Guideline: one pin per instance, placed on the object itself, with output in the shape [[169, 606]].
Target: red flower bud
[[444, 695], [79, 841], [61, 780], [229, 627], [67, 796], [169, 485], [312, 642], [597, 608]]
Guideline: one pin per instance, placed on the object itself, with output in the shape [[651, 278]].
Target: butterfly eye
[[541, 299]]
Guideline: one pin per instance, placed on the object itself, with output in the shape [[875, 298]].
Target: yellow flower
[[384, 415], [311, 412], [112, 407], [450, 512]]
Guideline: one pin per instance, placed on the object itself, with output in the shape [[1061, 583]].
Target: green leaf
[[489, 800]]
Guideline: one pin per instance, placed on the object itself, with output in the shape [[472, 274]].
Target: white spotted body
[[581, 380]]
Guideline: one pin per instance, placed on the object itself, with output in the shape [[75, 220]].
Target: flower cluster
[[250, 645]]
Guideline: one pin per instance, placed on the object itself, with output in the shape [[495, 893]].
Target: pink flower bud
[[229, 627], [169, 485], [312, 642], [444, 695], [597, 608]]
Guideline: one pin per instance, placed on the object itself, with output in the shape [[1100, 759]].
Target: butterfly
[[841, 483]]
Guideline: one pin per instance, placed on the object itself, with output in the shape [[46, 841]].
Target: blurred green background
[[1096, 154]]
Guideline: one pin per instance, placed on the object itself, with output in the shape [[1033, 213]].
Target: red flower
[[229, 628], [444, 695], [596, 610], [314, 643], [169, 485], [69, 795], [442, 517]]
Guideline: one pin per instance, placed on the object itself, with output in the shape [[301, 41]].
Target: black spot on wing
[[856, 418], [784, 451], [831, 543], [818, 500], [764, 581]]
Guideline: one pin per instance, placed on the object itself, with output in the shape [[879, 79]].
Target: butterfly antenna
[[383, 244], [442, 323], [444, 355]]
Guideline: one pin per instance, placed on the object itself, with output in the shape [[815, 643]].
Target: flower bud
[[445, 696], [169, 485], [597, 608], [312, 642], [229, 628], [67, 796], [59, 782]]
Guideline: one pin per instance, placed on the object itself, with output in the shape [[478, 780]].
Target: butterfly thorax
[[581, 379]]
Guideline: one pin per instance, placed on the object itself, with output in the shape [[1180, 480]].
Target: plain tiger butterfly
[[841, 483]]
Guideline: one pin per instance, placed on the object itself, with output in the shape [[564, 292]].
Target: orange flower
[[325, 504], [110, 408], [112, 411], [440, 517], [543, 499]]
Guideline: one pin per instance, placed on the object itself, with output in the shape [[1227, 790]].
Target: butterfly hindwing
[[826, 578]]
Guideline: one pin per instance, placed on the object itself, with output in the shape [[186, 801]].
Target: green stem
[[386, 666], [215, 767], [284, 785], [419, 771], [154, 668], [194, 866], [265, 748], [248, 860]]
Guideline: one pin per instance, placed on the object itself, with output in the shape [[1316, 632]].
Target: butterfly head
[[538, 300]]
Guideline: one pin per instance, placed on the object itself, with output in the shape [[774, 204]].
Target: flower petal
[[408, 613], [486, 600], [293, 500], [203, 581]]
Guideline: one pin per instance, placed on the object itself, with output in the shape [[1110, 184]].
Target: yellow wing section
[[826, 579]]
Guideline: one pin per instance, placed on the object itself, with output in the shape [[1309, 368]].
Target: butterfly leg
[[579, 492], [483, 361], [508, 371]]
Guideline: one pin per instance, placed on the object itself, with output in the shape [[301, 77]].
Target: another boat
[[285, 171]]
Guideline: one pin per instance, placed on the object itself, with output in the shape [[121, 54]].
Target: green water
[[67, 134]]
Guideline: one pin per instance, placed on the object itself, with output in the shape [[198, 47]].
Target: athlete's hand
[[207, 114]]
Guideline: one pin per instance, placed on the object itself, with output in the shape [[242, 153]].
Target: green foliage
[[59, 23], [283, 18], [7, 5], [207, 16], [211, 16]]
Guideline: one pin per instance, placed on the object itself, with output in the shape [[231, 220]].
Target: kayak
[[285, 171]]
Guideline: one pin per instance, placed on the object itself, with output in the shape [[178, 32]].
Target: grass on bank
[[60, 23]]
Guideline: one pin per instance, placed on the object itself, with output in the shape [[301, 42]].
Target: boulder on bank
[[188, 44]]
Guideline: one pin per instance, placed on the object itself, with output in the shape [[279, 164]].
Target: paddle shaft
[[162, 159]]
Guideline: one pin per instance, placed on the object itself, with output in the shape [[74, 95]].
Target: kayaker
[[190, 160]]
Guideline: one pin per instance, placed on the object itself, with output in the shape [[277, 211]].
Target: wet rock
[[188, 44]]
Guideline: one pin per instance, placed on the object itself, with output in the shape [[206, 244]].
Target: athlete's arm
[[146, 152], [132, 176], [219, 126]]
====
** Task objective **
Can you give all the records above again with "Target" changed to "Object" and everything else left the same?

** Final result **
Guideline: one pin per instance, placed on the object itself, with output in the shape [[169, 606]].
Object: red flower bud
[[444, 695], [79, 841], [61, 780], [229, 627], [67, 796], [169, 485], [312, 642], [597, 608]]
Guideline: one pin per instance, placed on the object itself, with output in the shape [[651, 278]].
Object: butterfly eye
[[541, 299]]
Guideline: one pin per instance, placed on the object itself, with output in the shape [[875, 298]].
Object: yellow flower
[[384, 415], [311, 412], [112, 407], [450, 512]]
Guideline: one pin per instance, placed on the object itself, with output in the shape [[1061, 583]].
Object: green leaf
[[489, 800]]
Guideline: one pin per instance, placed on the object itself, with output in the shape [[472, 274]].
Object: white spotted body
[[581, 380]]
Guideline: one pin per instance, placed on the object itself, with output in the shape [[75, 220]].
Object: flower cluster
[[250, 645]]
Guideline: one pin per instance, placed on the object itself, with output in the shape [[495, 893]].
Object: pink flower bud
[[229, 627], [169, 485], [312, 642], [444, 695], [597, 608]]
Guideline: one pin per instance, placed on the object itself, with output in the shape [[1100, 759]].
Object: butterfly
[[841, 483]]
Guideline: one pin per instance, placed on the object itself, with output in the shape [[46, 841]].
Object: blurred green background
[[1096, 154]]
Guideline: one pin per instance, placed on the object itself, with output in the shape [[1033, 213]].
Object: red flower
[[229, 628], [444, 695], [596, 610], [314, 643], [169, 485], [69, 795], [442, 517]]
Guideline: one pin per instance, placed on the object itself, with output in the shape [[301, 41]].
Object: black spot on wing
[[856, 418], [784, 451], [831, 543], [818, 500], [764, 581]]
Guideline: one pin per instance, placed on the object itself, with output in the shape [[879, 79]].
Object: butterfly antenna
[[383, 244], [442, 323], [444, 355]]
Guideline: one pin per instance, placed on the object itself, with output in the shape [[815, 643]].
Object: flower bud
[[445, 696], [169, 485], [597, 608], [312, 642], [229, 628], [67, 796], [59, 782]]
Guideline: one pin per instance, placed on the object itself, with output in the shape [[478, 780]].
Object: butterfly thorax
[[581, 379]]
Guideline: one pin per instance, placed on the object itself, with output in the shape [[1180, 480]].
Object: plain tiger butterfly
[[841, 483]]
Guideline: one pin per instance, placed on the object itself, with output in the shape [[564, 292]].
Object: orange flower
[[325, 504], [110, 408], [112, 411], [440, 517], [543, 499]]
Guideline: one pin per instance, placed on the object itself, with output in the shape [[1227, 790]].
Object: butterfly hindwing
[[826, 578]]
Guideline: one pin per instance, placed on the object itself, with output in the shape [[186, 801]].
Object: green stem
[[386, 666], [215, 767], [284, 785], [419, 771], [154, 668], [194, 866], [265, 748], [248, 860]]
Guideline: one pin per instance, placed on the object itself, with output in the shape [[1316, 632]].
Object: butterfly head
[[538, 300]]
Guideline: one pin per instance, placed on the object itself, with output in the shape [[774, 204]].
Object: flower petal
[[408, 613], [486, 600], [293, 500], [203, 581]]
Guideline: one pin per instance, placed on the object itself, with output in the shape [[1110, 184]].
Object: yellow wing section
[[826, 579]]
Guideline: one pin per instance, placed on the object itself, with output in the shape [[1309, 368]].
Object: butterfly leg
[[579, 492], [483, 361], [508, 371]]
Guideline: one pin per instance, placed on the object itself, with output in the shape [[301, 77]].
Object: another boat
[[285, 171]]
Guideline: one pin per instance, placed on the object itself, with output in the shape [[121, 54]].
Object: green water
[[67, 134]]
Guideline: one pin per instance, placed on the object itself, with output in the shape [[198, 47]].
Object: athlete's hand
[[207, 114]]
Guideline: one pin per instance, placed on the object itself, with output in the shape [[242, 153]].
Object: green foliage
[[59, 23], [283, 18], [7, 5], [207, 16], [211, 16]]
Guideline: one pin per instance, placed on the object itself, with output in the shape [[231, 220]].
Object: kayak
[[285, 171]]
Guideline: one pin per instance, placed on the object itself, with output in the shape [[178, 32]].
Object: grass on bank
[[60, 23]]
Guideline: one pin per instance, placed on the object itself, with output in the shape [[301, 42]].
Object: boulder on bank
[[188, 44]]
Guideline: one pin per instance, placed on the object itself, with output in the shape [[279, 164]].
Object: paddle shaft
[[162, 159]]
Guideline: one pin per instance, placed on the object itself, with output in the shape [[74, 95]].
Object: kayaker
[[190, 160]]
Guideline: one pin per instance, placed on the object itself, with output in the shape [[277, 211]].
Object: wet rock
[[188, 44]]
Guideline: one pin per instance, placed on the object itself, with output in the shape [[206, 244]].
Object: athlete's arm
[[146, 152], [132, 176], [219, 126]]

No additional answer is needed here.